Stored dataset items
-*-
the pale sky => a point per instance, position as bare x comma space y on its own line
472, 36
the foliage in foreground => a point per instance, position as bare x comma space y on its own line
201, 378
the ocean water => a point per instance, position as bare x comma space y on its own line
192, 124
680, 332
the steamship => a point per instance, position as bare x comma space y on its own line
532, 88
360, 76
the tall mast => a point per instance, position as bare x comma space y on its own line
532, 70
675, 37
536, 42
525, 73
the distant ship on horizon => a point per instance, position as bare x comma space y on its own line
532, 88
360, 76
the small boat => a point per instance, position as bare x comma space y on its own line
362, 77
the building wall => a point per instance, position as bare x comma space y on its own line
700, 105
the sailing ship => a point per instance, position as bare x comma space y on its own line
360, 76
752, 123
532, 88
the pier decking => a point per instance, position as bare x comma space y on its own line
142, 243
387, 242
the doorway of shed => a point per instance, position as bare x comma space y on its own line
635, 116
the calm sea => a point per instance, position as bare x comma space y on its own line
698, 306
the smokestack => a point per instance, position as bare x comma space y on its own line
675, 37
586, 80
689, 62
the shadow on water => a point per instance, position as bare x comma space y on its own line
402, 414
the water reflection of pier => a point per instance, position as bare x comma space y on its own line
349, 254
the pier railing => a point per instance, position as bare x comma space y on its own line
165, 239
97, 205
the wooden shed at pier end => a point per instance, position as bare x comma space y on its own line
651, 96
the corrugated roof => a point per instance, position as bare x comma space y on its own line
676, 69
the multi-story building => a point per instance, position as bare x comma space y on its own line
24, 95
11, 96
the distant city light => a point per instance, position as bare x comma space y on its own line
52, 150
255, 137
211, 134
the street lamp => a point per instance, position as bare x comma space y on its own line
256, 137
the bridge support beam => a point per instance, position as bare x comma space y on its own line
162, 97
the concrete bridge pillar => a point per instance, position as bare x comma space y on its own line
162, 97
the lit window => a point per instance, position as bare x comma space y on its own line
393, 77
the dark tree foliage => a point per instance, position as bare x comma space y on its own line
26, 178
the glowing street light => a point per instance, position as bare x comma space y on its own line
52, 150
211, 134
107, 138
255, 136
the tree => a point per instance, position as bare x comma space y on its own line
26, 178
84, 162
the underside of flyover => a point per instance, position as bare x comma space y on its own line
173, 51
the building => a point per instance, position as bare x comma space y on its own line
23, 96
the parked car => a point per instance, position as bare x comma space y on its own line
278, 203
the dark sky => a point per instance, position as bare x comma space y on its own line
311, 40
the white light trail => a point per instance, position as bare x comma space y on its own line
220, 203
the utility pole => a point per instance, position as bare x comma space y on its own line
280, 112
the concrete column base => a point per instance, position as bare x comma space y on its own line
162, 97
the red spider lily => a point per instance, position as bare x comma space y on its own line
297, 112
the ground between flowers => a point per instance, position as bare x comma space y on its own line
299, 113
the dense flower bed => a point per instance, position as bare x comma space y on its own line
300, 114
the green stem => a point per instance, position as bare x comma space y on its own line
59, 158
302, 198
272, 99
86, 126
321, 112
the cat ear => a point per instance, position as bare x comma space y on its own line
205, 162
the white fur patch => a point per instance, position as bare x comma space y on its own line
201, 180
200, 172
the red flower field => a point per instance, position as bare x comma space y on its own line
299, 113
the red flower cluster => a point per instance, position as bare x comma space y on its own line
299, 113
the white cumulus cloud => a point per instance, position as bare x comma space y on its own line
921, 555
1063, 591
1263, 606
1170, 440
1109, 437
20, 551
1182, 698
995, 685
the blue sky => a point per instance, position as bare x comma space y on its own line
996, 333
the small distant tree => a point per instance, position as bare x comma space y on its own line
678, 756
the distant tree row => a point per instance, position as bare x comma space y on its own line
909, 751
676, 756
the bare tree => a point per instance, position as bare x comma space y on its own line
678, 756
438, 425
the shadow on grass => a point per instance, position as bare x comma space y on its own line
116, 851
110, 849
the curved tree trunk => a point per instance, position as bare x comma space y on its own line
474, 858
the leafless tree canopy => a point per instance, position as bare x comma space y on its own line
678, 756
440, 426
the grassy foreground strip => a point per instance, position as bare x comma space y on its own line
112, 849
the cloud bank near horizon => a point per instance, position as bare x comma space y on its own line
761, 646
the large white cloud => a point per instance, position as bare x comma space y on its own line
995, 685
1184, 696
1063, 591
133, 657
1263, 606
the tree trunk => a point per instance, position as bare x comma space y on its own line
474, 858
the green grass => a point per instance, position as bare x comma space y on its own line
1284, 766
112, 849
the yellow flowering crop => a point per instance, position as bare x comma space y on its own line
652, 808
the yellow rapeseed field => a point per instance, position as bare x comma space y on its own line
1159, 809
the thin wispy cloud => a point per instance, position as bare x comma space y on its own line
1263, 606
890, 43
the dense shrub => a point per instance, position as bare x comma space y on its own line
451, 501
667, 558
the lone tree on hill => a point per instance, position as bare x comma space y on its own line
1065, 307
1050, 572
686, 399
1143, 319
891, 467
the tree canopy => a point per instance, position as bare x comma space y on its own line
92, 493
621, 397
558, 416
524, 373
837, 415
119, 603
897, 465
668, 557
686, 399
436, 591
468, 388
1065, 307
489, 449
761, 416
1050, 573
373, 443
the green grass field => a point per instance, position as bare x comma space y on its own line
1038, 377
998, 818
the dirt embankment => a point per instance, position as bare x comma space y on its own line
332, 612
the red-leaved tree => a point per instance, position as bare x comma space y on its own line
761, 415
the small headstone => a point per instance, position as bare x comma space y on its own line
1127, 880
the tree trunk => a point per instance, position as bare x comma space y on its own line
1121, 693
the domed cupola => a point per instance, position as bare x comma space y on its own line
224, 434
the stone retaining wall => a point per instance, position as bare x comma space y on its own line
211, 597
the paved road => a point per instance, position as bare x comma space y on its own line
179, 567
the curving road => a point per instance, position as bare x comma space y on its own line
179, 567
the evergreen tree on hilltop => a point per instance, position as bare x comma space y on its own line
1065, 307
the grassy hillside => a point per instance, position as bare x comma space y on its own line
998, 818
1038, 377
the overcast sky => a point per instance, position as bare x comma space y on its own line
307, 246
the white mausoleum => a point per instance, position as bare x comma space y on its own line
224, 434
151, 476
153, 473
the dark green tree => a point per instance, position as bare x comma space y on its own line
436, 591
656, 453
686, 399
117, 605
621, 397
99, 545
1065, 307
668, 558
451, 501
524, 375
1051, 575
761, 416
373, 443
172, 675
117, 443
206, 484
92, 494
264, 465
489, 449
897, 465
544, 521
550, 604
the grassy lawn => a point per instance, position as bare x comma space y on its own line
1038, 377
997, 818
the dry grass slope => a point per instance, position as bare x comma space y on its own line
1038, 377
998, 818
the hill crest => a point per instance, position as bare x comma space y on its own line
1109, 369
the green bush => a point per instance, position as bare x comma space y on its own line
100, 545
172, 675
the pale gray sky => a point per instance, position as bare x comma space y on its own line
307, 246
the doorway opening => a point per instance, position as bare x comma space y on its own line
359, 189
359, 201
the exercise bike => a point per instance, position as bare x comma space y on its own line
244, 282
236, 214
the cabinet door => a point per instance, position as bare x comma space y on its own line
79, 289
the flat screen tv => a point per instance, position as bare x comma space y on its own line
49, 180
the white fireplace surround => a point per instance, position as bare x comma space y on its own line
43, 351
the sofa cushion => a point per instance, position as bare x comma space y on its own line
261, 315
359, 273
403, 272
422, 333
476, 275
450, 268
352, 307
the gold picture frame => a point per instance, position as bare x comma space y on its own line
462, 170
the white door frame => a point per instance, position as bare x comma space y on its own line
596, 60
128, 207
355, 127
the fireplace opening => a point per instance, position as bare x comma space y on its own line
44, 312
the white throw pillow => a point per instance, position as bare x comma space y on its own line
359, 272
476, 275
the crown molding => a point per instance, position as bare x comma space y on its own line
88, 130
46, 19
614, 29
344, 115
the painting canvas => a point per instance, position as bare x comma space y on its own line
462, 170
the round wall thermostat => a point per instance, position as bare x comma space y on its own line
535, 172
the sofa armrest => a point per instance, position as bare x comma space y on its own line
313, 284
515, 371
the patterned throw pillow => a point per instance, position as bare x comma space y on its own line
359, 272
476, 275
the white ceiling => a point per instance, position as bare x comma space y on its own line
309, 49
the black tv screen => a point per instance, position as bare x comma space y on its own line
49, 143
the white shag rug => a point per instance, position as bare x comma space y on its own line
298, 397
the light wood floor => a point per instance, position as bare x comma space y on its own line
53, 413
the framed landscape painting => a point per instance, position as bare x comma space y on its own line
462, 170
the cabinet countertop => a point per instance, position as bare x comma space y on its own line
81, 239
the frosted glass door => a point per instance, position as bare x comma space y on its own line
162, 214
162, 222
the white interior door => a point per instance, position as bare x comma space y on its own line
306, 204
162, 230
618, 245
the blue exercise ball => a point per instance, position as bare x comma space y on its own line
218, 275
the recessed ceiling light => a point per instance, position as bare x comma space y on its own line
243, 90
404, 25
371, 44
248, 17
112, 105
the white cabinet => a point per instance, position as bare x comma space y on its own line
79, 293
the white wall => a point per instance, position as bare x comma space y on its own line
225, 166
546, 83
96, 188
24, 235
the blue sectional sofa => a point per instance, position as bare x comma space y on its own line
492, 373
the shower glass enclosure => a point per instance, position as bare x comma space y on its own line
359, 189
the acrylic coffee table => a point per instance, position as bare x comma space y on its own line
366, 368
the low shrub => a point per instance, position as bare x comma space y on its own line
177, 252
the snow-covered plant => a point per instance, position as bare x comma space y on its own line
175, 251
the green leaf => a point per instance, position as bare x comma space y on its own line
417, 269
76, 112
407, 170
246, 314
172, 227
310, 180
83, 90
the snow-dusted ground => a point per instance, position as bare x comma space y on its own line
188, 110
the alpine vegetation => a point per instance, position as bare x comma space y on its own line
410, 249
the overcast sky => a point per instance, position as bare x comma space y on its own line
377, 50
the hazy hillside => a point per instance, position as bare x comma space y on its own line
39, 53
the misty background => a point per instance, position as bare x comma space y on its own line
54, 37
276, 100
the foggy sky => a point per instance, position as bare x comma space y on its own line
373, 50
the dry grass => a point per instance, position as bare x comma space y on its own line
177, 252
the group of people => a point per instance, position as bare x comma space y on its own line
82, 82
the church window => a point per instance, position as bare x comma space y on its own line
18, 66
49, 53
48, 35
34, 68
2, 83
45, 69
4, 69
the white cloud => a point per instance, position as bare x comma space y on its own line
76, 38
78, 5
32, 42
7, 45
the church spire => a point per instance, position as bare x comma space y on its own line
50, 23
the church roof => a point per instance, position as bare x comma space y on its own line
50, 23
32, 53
-*-
▸ **What the task asks**
The answer should consist only of the lines from the one containing "the shower glass" through the last line of the data, given again exactly.

▸ **Answer space**
the shower glass enclosure => a point per instance, position as bare x comma space y on its own line
359, 189
the acrylic coffee table => a point per instance, position as bare x comma space y on its own line
366, 368
the low shrub => a point per instance, position as bare x comma space y on its own line
177, 252
the snow-covered plant => a point per instance, position as bare x comma space y on its own line
175, 251
the green leaf => a point per instance, position as bare x comma space y on its own line
417, 269
76, 112
407, 170
246, 314
172, 227
310, 180
83, 90
the snow-dusted ground => a point per instance, position as bare x comma space y on its own line
188, 110
the alpine vegetation => a point per instance, position as bare x comma space y on its own line
410, 249
the overcast sky => a point per instance, position as bare x comma space y on its own line
377, 50
the hazy hillside => a point per instance, position as bare x comma space y on its own line
39, 53
the misty background => a point per instance, position as bare x comma space y on its own line
54, 37
276, 100
the foggy sky => a point per instance, position as bare x comma space y on its own line
373, 50
the dry grass => a point per instance, position as bare x comma space y on its own line
177, 252
the group of people => a point per instance, position as bare x comma space y on its own line
82, 82
the church window => a point per instance, position as bare x comma space y on its own line
18, 66
49, 53
48, 35
34, 68
2, 83
45, 69
4, 69
the white cloud => a point per instance, position as bare x comma space y on its own line
76, 38
78, 5
32, 42
7, 45
the church spire => a point per instance, position as bare x comma space y on its own line
50, 23
the church roof => a point per instance, position as bare x comma space y on its own line
50, 23
32, 53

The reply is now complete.